__Cosa si chiede__.
**A.** Elenca i paesi di provenienza dei visitatori per i quali, secondo Svizzera Turismo, il visto unico è stato importante soprattutto, come riportato nel testo fornito.
**B.** Per favore, traduci in inglese questa frase del testo fornito: "La nuova legge ha lo scopo di accelerare e semplificare lo scambio di informazioni per prevenire e perseguire reati."

---- Testo fornito

Il sistema di sicurezza istituito da Schengen prevede pure una politica comune in materia di visti. Chi possiede un visto Schengen per visitare l’Italia, valido tre mesi, può ad esempio recarsi in Svizzera senza ulteriori burocrazie.

L’introduzione del visto unico, segnala Svizzera Turismo, è stata importante soprattutto per i visitatori in provenienza da Cina, Russia e India. Per le agenzie di viaggio, ci dice la portavoce Véronique Kanel, «è diventato più facile includere la Svizzera nei circuiti europei».

«La semplificazione delle procedure amministrative ha avuto un effetto marcante in particolare sul mercato cinese. È però difficile quantificare il suo influsso sull’aumento dei pernottamenti dei turisti cinesi in Svizzera nel 2009, cresciuti del 23,1%».

Sempre in ambito di visti, l’adesione allo spazio Schengen ha fornito alla Svizzera – in modo forse inaspettato – uno strumento di pressione internazionale. Un’arma che Berna ha prontamente utilizzato contro la Libia, accusata di detenere illegalmente due cittadini svizzeri da oltre un anno.

Reagendo alle indifferenze di Tripoli, Berna ha chiesto di limitare la concessione di visti d’entrata in Europa a cittadini libici. Nel mese di novembre, sono ad esempio stati negati i visti a responsabili dei servizi del primo ministro e ad alti funzionari. Un provvedimento mal digerito dalla Libia, la quale ha rimproverato l’Ue di praticare una «solidarietà sistematica e programmata» nei confronti della Svizzera.

Prevenzione dei reati

Dal 1. gennaio 2010, la partecipazione della Svizzera al trattato europeo diventerà ancor più effettiva con l’entrata in vigore della Legge federale sullo scambio di informazioni con gli Stati Schengen.

La nuova legge ha lo scopo di accelerare e semplificare lo scambio di informazioni per prevenire e perseguire reati.

Luigi Jorio, swissinfo.ch

Parallelamente al Trattato di Schengen, il 12 dicembre 2008 è entrata in vigore anche la Convenzione di Dublino, la quale si prefigge di ostacolare il cosiddetto “turismo dell’asilo” ed evitare che una persona possa depositare una richiesta d’asilo in più paesi.

Il sistema si basa su una banca dati (Eurodac) in cui sono registrate le impronte digitali di tutte le persone sopra i 14 anni che hanno inoltrato una domanda d’asilo o che sono entrate illegalmente in un paese dell’area Dublino (che oltre alla Svizzera comprende l’Ue, la Norvegia e l’Islanda).

Concretamente, la convenzione consente alla Confederazione di respingere i richiedenti l’asilo verso lo Stato in cui hanno presentato la loro domanda.

L’Ufficio federale della migrazione rileva che da gennaio a novembre 2009 il numero di persone costrette a lasciare la Svizzera per via aerea sono state 6’537, il 33% in più rispetto allo stesso periodo del 2008.

I richiedenti l’asilo ad essere stati consegnati al paese competente nel quadro della convenzione di Dublino sono stati oltre 1’600.

Nel settembre 2009 la Svizzera e l’Ue hanno firmato un ulteriore accordo che disciplina la partecipazione elvetica alle attività dell’Agenzia europea per la gestione della cooperazione operativa alle frontiere esterne (Frontex).

In base a tale intesa, Bruxelles può chiedere alla Svizzera di mettere a disposizione delle guardie di confine per il controllo delle frontiere esterne dell’Ue (ad esempio in Polonia).

Lo scopo è di contrarre il flusso di immigrati clandestini, il cui numero è sensibilmente aumentato nel corso del 2008.

--------
---- Informazioni fornite

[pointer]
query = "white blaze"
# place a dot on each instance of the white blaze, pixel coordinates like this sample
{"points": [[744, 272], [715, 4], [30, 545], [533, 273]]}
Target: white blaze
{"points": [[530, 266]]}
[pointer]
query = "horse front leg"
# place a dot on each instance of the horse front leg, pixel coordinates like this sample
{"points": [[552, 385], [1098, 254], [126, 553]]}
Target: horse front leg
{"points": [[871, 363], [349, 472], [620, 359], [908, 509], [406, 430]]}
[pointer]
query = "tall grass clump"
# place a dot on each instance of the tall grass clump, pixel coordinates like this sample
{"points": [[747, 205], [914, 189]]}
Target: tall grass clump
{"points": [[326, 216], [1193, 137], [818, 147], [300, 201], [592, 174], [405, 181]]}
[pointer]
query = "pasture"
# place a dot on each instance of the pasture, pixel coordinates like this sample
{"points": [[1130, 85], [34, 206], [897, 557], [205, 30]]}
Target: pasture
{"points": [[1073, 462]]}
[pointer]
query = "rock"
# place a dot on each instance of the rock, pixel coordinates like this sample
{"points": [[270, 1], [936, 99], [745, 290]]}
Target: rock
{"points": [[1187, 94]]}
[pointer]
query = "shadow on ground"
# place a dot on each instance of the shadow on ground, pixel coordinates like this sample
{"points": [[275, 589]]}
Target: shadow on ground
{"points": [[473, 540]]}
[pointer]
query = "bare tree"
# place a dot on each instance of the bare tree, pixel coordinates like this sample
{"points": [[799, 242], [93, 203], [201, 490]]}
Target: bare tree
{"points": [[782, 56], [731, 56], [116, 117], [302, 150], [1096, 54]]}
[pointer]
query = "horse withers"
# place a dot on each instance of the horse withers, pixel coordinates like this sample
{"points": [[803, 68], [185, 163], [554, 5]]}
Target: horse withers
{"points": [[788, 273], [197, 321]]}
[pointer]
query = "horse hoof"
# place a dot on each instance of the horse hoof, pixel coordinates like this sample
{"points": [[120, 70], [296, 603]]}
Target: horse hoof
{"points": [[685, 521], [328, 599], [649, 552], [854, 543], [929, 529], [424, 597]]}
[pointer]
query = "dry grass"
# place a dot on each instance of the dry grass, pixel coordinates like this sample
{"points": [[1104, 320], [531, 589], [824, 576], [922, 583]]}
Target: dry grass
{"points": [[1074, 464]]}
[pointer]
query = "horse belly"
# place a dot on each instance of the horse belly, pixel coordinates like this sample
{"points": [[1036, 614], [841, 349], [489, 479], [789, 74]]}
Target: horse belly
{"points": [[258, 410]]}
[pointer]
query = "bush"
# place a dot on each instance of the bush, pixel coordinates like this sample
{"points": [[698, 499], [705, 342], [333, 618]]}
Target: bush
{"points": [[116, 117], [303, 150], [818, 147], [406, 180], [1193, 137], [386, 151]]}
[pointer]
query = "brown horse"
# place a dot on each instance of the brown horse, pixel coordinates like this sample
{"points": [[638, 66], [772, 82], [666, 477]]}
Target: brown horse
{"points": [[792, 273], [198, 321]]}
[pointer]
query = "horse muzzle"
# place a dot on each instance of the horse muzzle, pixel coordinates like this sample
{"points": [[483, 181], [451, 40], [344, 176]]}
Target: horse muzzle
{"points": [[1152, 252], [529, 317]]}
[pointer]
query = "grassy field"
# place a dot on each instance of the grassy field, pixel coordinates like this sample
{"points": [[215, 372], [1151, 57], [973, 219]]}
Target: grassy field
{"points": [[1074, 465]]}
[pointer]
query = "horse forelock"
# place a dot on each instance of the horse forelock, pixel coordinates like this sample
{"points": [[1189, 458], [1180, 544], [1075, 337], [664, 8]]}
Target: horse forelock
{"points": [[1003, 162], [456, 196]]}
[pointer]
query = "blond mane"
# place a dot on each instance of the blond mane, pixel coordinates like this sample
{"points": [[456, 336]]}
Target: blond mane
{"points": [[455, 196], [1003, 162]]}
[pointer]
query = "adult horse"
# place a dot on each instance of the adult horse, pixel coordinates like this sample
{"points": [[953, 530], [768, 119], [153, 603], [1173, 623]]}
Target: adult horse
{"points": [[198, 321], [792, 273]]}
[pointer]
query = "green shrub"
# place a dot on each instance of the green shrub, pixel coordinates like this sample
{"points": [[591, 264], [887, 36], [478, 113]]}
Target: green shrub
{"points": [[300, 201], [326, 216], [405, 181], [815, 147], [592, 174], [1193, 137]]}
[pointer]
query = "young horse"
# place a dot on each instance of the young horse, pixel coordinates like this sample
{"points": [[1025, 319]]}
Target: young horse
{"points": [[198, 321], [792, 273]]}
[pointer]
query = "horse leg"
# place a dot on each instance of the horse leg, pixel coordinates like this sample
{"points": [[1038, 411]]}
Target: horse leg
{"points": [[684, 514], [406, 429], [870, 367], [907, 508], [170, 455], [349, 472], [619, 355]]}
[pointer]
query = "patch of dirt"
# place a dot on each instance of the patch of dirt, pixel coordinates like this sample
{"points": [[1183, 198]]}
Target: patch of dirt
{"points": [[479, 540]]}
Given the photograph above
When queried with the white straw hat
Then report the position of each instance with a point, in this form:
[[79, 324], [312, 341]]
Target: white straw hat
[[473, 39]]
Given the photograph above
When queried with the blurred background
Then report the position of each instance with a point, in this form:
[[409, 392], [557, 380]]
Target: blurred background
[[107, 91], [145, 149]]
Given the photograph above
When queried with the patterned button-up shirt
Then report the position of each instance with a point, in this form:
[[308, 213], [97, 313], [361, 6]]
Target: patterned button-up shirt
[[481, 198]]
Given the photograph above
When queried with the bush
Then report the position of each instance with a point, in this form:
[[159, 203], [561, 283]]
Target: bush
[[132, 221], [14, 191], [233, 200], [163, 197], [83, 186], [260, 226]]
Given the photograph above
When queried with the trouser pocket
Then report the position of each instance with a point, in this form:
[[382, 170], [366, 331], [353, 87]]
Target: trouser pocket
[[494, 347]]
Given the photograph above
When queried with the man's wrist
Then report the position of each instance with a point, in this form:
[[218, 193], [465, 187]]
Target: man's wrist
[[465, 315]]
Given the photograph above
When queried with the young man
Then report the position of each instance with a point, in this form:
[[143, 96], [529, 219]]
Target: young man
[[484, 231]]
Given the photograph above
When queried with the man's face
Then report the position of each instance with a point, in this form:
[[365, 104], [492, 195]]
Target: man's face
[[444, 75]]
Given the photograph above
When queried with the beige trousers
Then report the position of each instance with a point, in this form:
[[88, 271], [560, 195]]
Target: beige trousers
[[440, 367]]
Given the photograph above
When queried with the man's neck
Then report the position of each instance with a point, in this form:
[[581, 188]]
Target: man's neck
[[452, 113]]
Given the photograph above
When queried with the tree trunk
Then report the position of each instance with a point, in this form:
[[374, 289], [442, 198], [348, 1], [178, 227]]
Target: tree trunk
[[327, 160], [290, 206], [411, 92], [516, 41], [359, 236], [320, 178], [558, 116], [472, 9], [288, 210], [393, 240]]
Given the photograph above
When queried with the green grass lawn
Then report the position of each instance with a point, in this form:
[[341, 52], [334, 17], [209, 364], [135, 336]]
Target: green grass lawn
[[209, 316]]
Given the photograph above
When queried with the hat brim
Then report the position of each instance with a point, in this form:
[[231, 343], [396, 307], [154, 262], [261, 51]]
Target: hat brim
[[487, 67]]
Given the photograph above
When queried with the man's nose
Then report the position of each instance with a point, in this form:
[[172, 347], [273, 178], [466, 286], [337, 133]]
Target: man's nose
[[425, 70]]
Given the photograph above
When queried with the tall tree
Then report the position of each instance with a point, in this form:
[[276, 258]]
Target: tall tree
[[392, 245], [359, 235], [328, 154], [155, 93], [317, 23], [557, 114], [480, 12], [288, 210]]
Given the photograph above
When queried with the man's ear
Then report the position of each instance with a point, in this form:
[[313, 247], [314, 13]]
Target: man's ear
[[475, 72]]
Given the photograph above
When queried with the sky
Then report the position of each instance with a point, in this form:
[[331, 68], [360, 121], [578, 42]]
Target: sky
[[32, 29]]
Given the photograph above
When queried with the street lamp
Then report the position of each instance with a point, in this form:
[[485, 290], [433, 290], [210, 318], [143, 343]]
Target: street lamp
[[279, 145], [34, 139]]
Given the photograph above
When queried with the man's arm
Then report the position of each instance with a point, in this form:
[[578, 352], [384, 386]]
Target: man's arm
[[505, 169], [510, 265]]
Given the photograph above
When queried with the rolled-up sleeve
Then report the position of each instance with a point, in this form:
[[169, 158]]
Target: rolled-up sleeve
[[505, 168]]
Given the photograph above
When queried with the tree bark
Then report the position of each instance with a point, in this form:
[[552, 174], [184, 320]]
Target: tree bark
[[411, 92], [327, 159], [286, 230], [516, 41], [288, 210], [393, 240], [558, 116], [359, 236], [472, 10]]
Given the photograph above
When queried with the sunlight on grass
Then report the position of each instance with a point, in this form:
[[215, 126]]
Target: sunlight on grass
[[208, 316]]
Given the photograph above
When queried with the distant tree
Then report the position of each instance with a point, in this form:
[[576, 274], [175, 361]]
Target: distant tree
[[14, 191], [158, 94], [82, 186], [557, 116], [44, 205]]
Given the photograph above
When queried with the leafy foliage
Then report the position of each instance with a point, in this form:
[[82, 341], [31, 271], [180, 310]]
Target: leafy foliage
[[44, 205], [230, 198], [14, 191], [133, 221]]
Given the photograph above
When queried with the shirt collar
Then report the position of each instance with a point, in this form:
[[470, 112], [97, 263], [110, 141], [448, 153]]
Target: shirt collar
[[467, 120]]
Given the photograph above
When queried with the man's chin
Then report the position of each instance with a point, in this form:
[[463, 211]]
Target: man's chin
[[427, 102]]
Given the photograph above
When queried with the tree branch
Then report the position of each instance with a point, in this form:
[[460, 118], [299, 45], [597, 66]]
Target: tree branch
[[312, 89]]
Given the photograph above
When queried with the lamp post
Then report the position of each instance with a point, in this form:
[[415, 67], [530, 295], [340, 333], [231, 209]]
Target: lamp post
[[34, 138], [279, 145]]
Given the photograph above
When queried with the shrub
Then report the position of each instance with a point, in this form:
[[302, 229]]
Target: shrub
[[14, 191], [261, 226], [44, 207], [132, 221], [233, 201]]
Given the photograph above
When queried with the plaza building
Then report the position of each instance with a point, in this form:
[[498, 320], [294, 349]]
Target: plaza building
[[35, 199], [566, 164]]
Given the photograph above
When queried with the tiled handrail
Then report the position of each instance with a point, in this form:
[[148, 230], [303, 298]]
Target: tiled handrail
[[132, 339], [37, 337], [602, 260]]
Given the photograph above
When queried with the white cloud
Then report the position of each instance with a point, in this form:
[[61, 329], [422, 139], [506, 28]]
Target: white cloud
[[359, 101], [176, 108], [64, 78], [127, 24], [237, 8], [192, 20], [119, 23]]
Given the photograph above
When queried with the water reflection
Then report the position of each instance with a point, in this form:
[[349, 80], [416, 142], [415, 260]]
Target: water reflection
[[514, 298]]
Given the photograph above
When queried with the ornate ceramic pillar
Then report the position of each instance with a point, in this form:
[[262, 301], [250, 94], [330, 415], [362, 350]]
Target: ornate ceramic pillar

--------

__Risultati in ordine__.
**A.** Cina, Russia, India

**B.** The new law aims to speed up and simplify the exchange of information in order to prevent and prosecute crimes.